* **What is required**
Copy each line of the following material exactly.

<<<<

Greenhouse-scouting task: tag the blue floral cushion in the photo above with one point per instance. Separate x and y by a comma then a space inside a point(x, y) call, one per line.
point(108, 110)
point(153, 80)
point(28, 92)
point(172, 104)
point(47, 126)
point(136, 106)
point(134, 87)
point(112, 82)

>>>>

* **Answer space**
Greenhouse-scouting task: tag the blue floral cushion in the photo above with one point per instance. Separate x and y by a comma then a space inside a point(x, y) call, one per line.
point(108, 110)
point(153, 80)
point(28, 92)
point(172, 104)
point(47, 126)
point(136, 106)
point(134, 87)
point(112, 82)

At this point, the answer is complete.